WHAT TO DO =>
Reproduce the post below about caching a USB hard drive on an SSD with dmsetup, keeping every word, command, and line break unchanged.
-- start SOURCE TEXT --
Effectively it's running those commands:

dmsetup create suse-cache-metadata --table 0 15872 linear /dev/mapper/suse-cache 0
dmsetup create suse-cache-blocks --table 0 125813248 linear /dev/mapper/suse-cache 15872
dmsetup create storagecached --table 0 2930266112 cache /dev/mapper/suse-cache-metadata /dev/mapper/suse-cache-blocks /dev/mapper/storage 512 1 writethrough default 0
dmsetup resume storagecached

on 60gb SSD LVM volume for caching 1.5TB USB 2.0 HDD. I'm mounting cached dm device with:

mount -t btrfs -o noatime,autodefrag,compress=lzo,space_cache /dev/mapper/storagecached /mnt/storage

However it doesn't seem to work at all. I've noticed that external HDD spins up EVERY time I'm accessing any content on cached device and every time some bot is accessing my website, even it should be cached I guess and it's quite annoying and finally leads to I/O errors after about one week because external HDD can't handle continuous spin ups and spin downs.
-- end SOURCE TEXT --
-- start INFORMATION PROVIDED --
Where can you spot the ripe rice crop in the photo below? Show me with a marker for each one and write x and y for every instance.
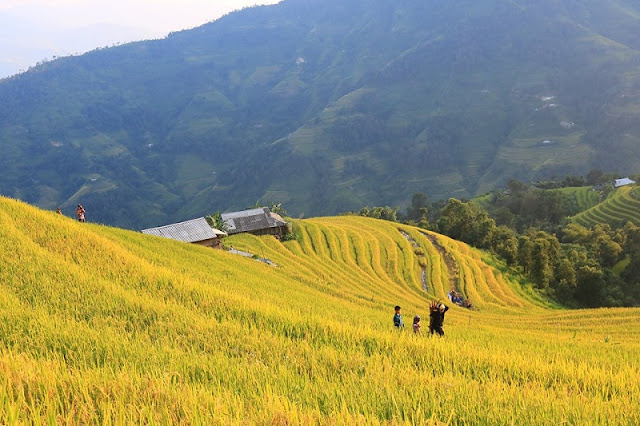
(106, 326)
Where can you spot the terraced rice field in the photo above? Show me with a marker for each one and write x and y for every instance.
(106, 326)
(584, 196)
(622, 206)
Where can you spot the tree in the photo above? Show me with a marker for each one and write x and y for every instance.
(466, 222)
(505, 244)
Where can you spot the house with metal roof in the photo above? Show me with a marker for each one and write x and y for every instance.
(195, 231)
(259, 221)
(623, 182)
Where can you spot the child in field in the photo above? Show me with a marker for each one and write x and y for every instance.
(416, 324)
(80, 213)
(437, 317)
(397, 319)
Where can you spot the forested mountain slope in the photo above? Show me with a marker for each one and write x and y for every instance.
(327, 106)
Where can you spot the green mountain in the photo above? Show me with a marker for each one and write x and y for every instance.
(326, 106)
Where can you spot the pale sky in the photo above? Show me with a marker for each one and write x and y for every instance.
(31, 30)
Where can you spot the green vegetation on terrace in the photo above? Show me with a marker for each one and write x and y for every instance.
(621, 206)
(105, 326)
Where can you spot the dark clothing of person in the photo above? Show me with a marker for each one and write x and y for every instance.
(397, 321)
(436, 319)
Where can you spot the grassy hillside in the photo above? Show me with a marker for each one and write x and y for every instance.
(102, 325)
(584, 197)
(620, 207)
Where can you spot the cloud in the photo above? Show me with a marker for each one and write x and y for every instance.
(44, 28)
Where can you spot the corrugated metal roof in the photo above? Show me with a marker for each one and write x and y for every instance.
(250, 220)
(190, 231)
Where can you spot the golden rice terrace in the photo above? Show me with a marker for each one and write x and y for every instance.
(104, 326)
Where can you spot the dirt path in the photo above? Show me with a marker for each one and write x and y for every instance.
(450, 262)
(423, 273)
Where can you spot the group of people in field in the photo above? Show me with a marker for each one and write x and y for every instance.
(436, 319)
(456, 297)
(80, 211)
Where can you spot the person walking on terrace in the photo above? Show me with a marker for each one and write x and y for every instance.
(397, 319)
(80, 213)
(436, 317)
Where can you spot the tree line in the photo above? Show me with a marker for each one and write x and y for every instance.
(529, 230)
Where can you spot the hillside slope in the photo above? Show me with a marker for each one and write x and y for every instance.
(101, 325)
(327, 106)
(621, 206)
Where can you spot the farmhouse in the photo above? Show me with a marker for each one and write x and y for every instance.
(196, 231)
(255, 221)
(623, 182)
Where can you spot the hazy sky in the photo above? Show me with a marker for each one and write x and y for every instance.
(31, 30)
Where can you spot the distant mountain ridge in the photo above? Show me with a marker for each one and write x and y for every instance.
(327, 106)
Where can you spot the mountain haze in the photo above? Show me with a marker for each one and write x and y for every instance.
(327, 106)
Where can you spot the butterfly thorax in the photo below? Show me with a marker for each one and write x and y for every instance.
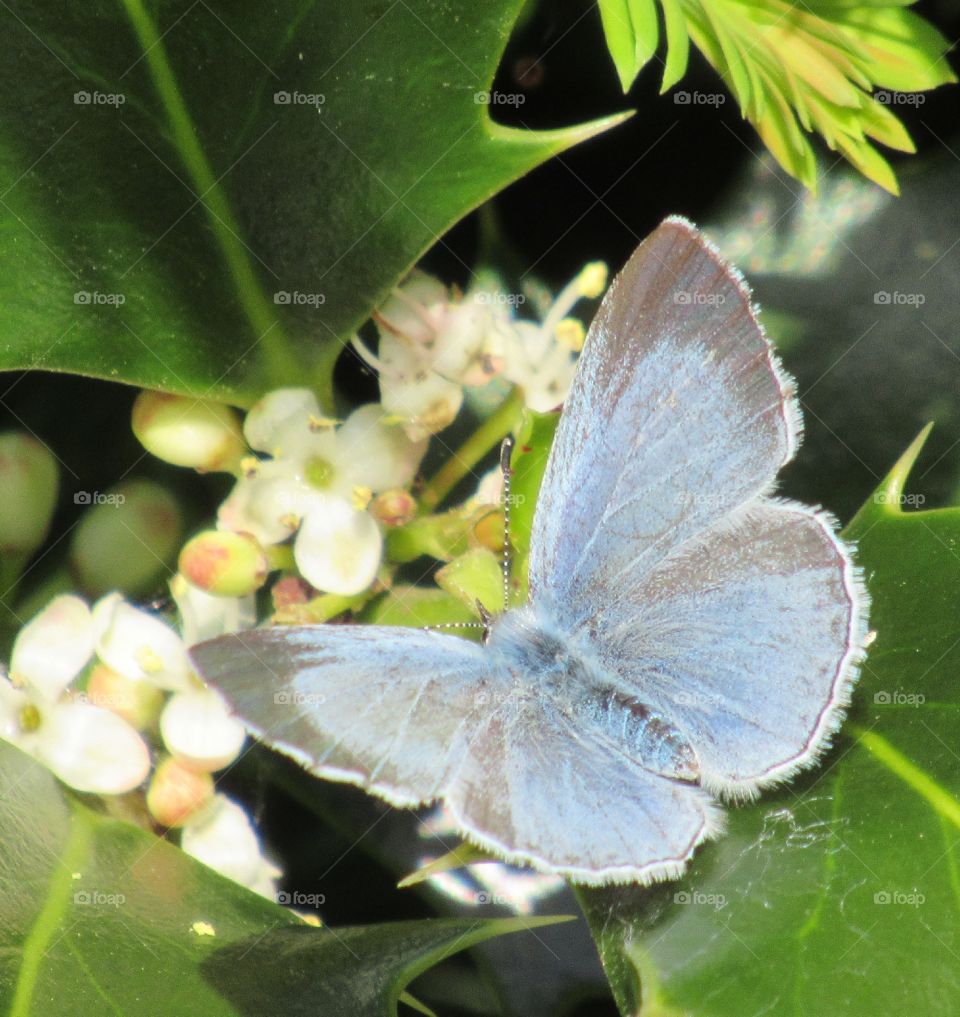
(535, 652)
(541, 659)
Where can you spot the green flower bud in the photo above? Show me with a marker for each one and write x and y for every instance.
(224, 563)
(126, 539)
(187, 431)
(137, 702)
(28, 480)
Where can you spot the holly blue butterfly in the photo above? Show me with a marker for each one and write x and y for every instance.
(687, 638)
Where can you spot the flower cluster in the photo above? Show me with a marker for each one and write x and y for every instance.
(433, 344)
(98, 694)
(318, 484)
(105, 695)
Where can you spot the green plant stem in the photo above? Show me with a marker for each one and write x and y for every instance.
(485, 437)
(280, 362)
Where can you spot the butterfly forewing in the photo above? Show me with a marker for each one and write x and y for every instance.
(683, 629)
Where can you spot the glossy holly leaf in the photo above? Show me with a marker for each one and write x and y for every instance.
(839, 893)
(210, 197)
(98, 916)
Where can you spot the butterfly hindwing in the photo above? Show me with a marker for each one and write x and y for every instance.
(678, 413)
(387, 708)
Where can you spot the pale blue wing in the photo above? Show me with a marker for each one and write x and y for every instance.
(533, 788)
(385, 708)
(747, 639)
(678, 414)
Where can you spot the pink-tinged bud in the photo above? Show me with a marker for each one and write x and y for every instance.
(488, 531)
(177, 793)
(394, 507)
(137, 702)
(187, 431)
(28, 483)
(125, 539)
(224, 563)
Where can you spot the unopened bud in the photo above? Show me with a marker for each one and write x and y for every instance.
(394, 507)
(225, 563)
(570, 333)
(592, 280)
(177, 792)
(126, 538)
(27, 492)
(187, 431)
(137, 702)
(488, 531)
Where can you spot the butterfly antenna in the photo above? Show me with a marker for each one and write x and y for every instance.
(506, 450)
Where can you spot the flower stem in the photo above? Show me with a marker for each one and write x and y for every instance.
(503, 419)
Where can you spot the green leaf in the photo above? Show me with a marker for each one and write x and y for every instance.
(620, 39)
(478, 575)
(178, 213)
(418, 607)
(839, 894)
(534, 440)
(793, 66)
(98, 916)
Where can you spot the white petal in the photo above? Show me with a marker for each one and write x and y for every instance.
(426, 403)
(52, 649)
(267, 505)
(93, 750)
(470, 349)
(414, 309)
(224, 838)
(338, 548)
(12, 704)
(198, 728)
(204, 616)
(375, 455)
(137, 645)
(279, 416)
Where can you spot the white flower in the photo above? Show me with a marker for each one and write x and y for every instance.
(318, 484)
(198, 729)
(204, 616)
(432, 343)
(138, 645)
(195, 724)
(86, 746)
(223, 837)
(541, 359)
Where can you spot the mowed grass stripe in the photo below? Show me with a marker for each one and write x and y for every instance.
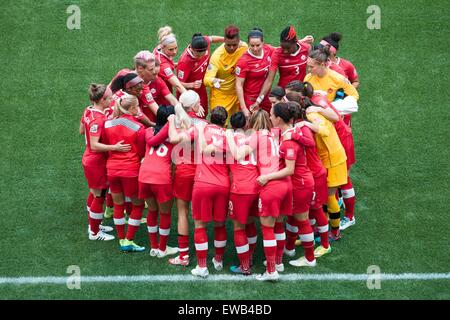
(221, 278)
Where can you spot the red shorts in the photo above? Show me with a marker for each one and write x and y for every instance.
(349, 148)
(242, 206)
(161, 192)
(128, 186)
(182, 188)
(320, 191)
(95, 176)
(276, 199)
(302, 198)
(210, 202)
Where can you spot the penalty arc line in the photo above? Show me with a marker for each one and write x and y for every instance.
(225, 278)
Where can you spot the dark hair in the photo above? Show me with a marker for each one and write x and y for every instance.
(295, 85)
(161, 117)
(256, 33)
(231, 32)
(238, 120)
(321, 55)
(219, 116)
(277, 92)
(286, 111)
(333, 39)
(288, 34)
(199, 42)
(120, 82)
(96, 92)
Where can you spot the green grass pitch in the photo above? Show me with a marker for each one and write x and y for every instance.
(401, 135)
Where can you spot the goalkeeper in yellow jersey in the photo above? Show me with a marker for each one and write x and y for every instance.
(220, 76)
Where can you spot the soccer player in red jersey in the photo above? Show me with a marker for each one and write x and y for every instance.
(282, 116)
(251, 72)
(165, 53)
(211, 191)
(130, 83)
(94, 157)
(123, 168)
(183, 135)
(193, 64)
(155, 185)
(244, 196)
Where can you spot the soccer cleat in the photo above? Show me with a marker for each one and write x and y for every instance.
(218, 265)
(109, 212)
(274, 276)
(278, 267)
(177, 261)
(333, 238)
(130, 246)
(320, 251)
(303, 262)
(239, 270)
(289, 253)
(169, 251)
(101, 236)
(346, 222)
(200, 272)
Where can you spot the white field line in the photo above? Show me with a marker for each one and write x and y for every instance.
(225, 278)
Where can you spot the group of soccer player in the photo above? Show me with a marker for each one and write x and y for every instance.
(279, 156)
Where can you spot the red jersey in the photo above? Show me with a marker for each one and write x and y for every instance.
(348, 68)
(93, 121)
(293, 150)
(266, 146)
(156, 168)
(128, 129)
(191, 69)
(186, 166)
(167, 67)
(245, 171)
(159, 91)
(213, 169)
(291, 66)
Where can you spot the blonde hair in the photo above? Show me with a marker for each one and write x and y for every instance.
(260, 120)
(124, 103)
(187, 101)
(166, 36)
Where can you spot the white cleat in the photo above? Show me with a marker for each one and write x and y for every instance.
(274, 276)
(346, 222)
(278, 267)
(303, 262)
(200, 272)
(169, 251)
(289, 253)
(218, 265)
(101, 236)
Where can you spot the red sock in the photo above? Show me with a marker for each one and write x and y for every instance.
(152, 227)
(291, 233)
(348, 193)
(164, 230)
(119, 220)
(307, 237)
(96, 214)
(109, 202)
(280, 236)
(252, 237)
(134, 222)
(201, 246)
(270, 247)
(183, 245)
(242, 248)
(220, 241)
(322, 226)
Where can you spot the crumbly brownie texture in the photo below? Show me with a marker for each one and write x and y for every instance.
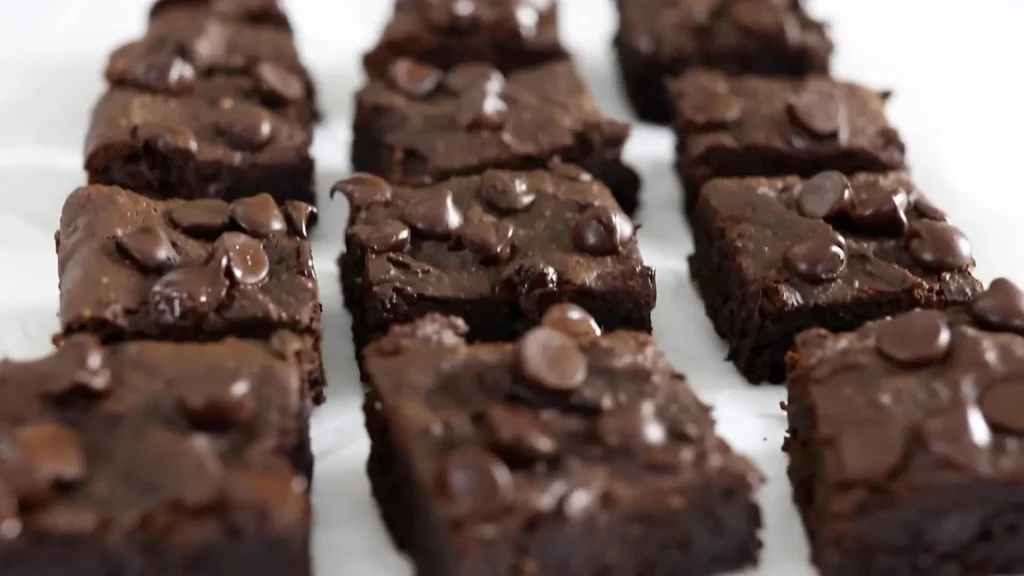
(159, 458)
(496, 249)
(760, 126)
(663, 38)
(188, 270)
(205, 106)
(775, 256)
(562, 453)
(904, 441)
(419, 125)
(508, 34)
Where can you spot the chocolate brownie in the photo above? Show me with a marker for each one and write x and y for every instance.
(420, 125)
(508, 34)
(561, 453)
(664, 38)
(775, 256)
(131, 266)
(760, 126)
(904, 441)
(496, 249)
(160, 458)
(205, 106)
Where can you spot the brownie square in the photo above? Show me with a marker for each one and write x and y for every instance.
(904, 441)
(496, 249)
(775, 256)
(159, 458)
(665, 38)
(508, 34)
(760, 126)
(561, 453)
(420, 125)
(131, 266)
(205, 106)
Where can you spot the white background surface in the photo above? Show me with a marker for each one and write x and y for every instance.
(957, 68)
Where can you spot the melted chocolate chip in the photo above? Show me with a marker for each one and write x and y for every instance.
(259, 215)
(247, 261)
(300, 216)
(824, 196)
(278, 84)
(632, 426)
(506, 192)
(476, 484)
(204, 218)
(602, 232)
(242, 126)
(1000, 307)
(488, 238)
(571, 320)
(52, 451)
(939, 246)
(481, 110)
(388, 236)
(414, 78)
(361, 191)
(818, 110)
(551, 360)
(518, 437)
(916, 338)
(165, 137)
(150, 247)
(433, 214)
(816, 260)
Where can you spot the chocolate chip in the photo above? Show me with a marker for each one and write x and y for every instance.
(361, 191)
(189, 292)
(632, 426)
(487, 237)
(506, 192)
(476, 484)
(552, 360)
(206, 217)
(1000, 307)
(216, 406)
(602, 232)
(414, 78)
(916, 338)
(279, 84)
(518, 437)
(53, 451)
(823, 196)
(259, 215)
(242, 126)
(481, 110)
(433, 213)
(388, 236)
(300, 216)
(939, 246)
(247, 261)
(869, 452)
(817, 109)
(818, 259)
(571, 320)
(474, 76)
(165, 137)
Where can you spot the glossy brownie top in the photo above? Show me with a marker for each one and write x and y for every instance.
(923, 399)
(194, 269)
(498, 233)
(563, 421)
(832, 239)
(182, 442)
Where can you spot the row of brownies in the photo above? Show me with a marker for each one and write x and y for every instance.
(488, 248)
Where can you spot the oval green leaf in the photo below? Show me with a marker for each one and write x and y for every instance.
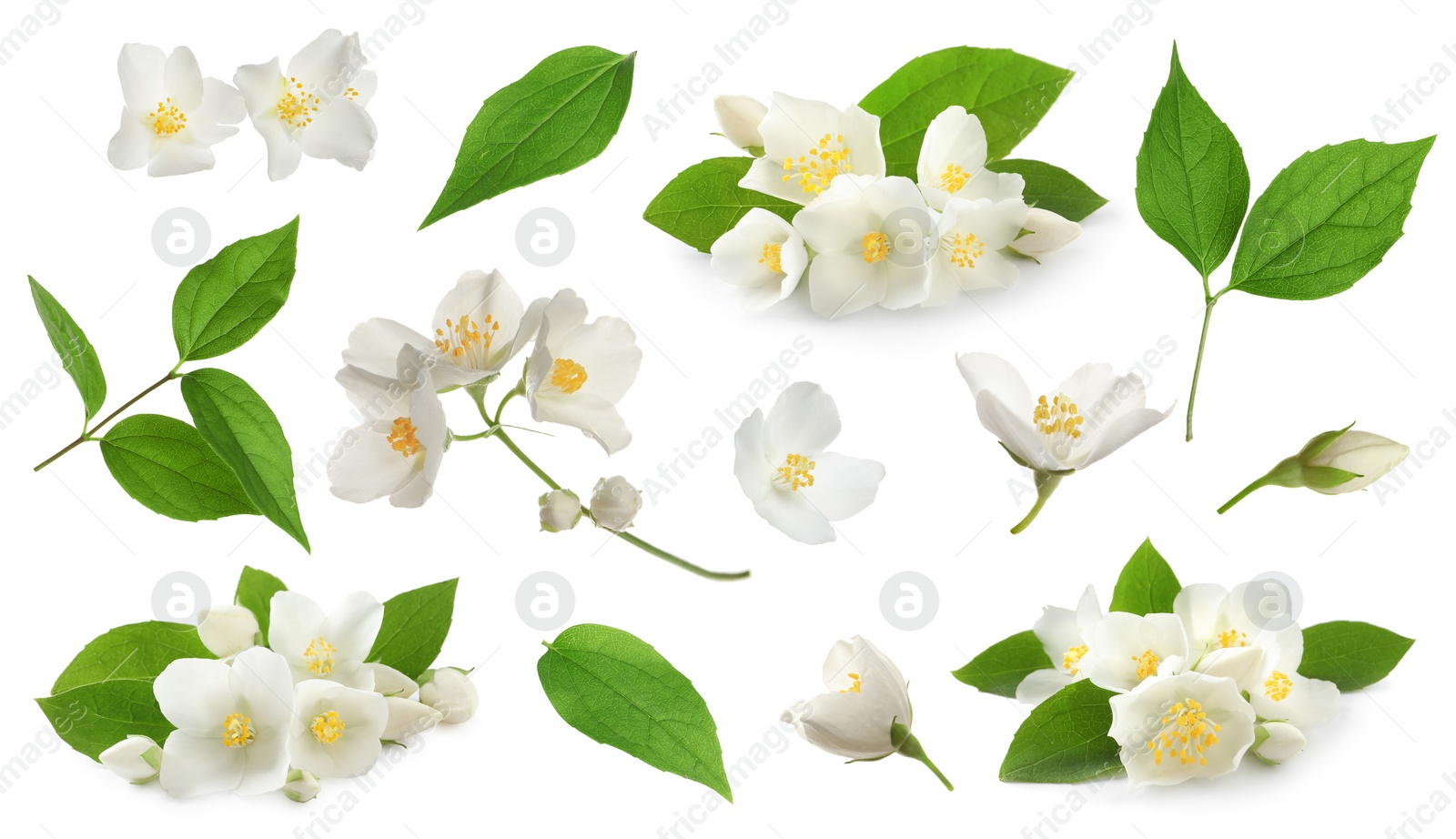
(169, 470)
(1009, 94)
(1193, 186)
(1053, 188)
(1329, 218)
(1065, 739)
(76, 353)
(560, 116)
(1350, 652)
(705, 201)
(415, 627)
(618, 689)
(1004, 664)
(1147, 584)
(226, 300)
(245, 433)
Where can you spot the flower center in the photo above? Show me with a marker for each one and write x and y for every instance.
(797, 472)
(954, 178)
(966, 249)
(328, 727)
(771, 257)
(1187, 733)
(319, 656)
(465, 337)
(1147, 664)
(1074, 657)
(238, 730)
(167, 120)
(1278, 686)
(877, 247)
(824, 160)
(296, 106)
(1232, 638)
(402, 439)
(568, 375)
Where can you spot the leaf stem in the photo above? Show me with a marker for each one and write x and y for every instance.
(109, 417)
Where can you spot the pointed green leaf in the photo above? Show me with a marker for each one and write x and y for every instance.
(705, 201)
(560, 116)
(226, 300)
(1193, 186)
(415, 627)
(1329, 218)
(245, 433)
(1350, 652)
(618, 689)
(255, 591)
(169, 470)
(1147, 584)
(1053, 188)
(77, 356)
(1004, 664)
(1006, 91)
(1065, 739)
(131, 652)
(92, 718)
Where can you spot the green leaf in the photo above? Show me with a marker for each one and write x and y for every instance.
(1004, 664)
(1327, 218)
(226, 300)
(240, 427)
(131, 652)
(1193, 186)
(255, 591)
(1147, 584)
(550, 121)
(705, 201)
(1065, 739)
(1006, 91)
(1351, 654)
(415, 627)
(169, 470)
(618, 689)
(1053, 188)
(92, 718)
(77, 356)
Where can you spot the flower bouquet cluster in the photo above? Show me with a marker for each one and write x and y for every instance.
(1176, 682)
(902, 200)
(575, 375)
(174, 116)
(262, 695)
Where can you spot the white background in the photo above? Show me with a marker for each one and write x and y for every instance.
(82, 557)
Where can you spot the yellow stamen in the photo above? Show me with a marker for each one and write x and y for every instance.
(328, 727)
(402, 438)
(568, 375)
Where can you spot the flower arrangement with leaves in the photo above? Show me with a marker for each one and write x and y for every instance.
(1322, 223)
(266, 693)
(575, 375)
(233, 460)
(1174, 682)
(903, 200)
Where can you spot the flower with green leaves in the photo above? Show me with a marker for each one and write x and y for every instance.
(1331, 463)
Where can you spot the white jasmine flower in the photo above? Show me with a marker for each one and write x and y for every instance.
(328, 647)
(317, 108)
(793, 481)
(174, 116)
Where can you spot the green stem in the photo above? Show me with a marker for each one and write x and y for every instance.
(109, 417)
(912, 749)
(1198, 368)
(1046, 485)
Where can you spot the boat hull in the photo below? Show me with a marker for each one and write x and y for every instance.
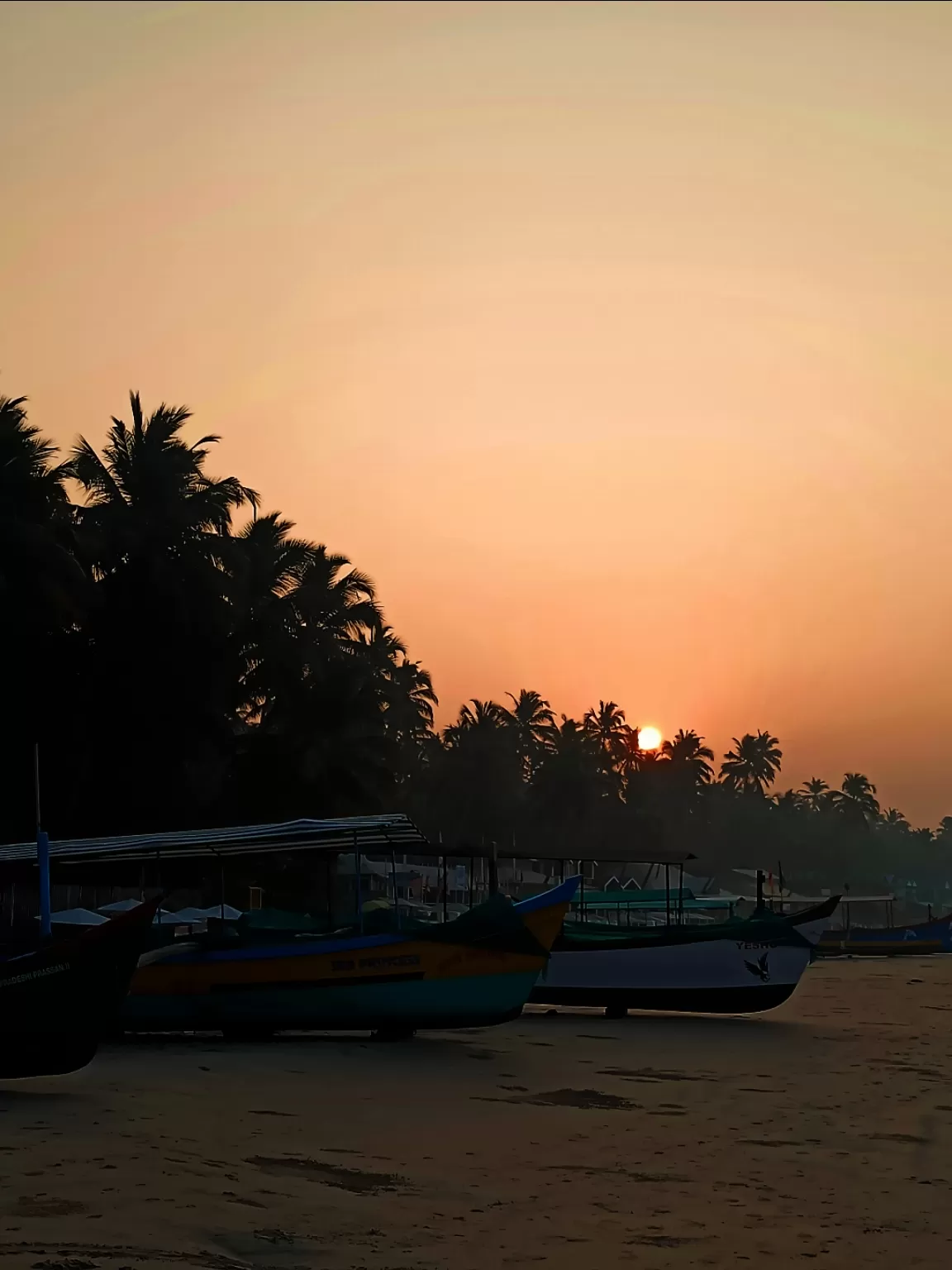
-- end INFORMATION PROVIDED --
SOLUTION TO THIS EXERCISE =>
Effectively it's running those commands:

dmsetup create suse-cache-metadata --table 0 15872 linear /dev/mapper/suse-cache 0
dmsetup create suse-cache-blocks --table 0 125813248 linear /dev/mapper/suse-cache 15872
dmsetup create storagecached --table 0 2930266112 cache /dev/mapper/suse-cache-metadata /dev/mapper/suse-cache-blocks /dev/mapper/storage 512 1 writethrough default 0
dmsetup resume storagecached

on 60gb SSD LVM volume for caching 1.5TB USB 2.0 HDD. I'm mounting cached dm device with:

mount -t btrfs -o noatime,autodefrag,compress=lzo,space_cache /dev/mapper/storagecached /mnt/storage

However it doesn't seem to work at all. I've noticed that external HDD spins up EVERY time I'm accessing any content on cached device and every time some bot is accessing my website, even it should be cached I guess and it's quite annoying and finally leads to I/O errors after about one week because external HDD can't handle continuous spin ups and spin downs.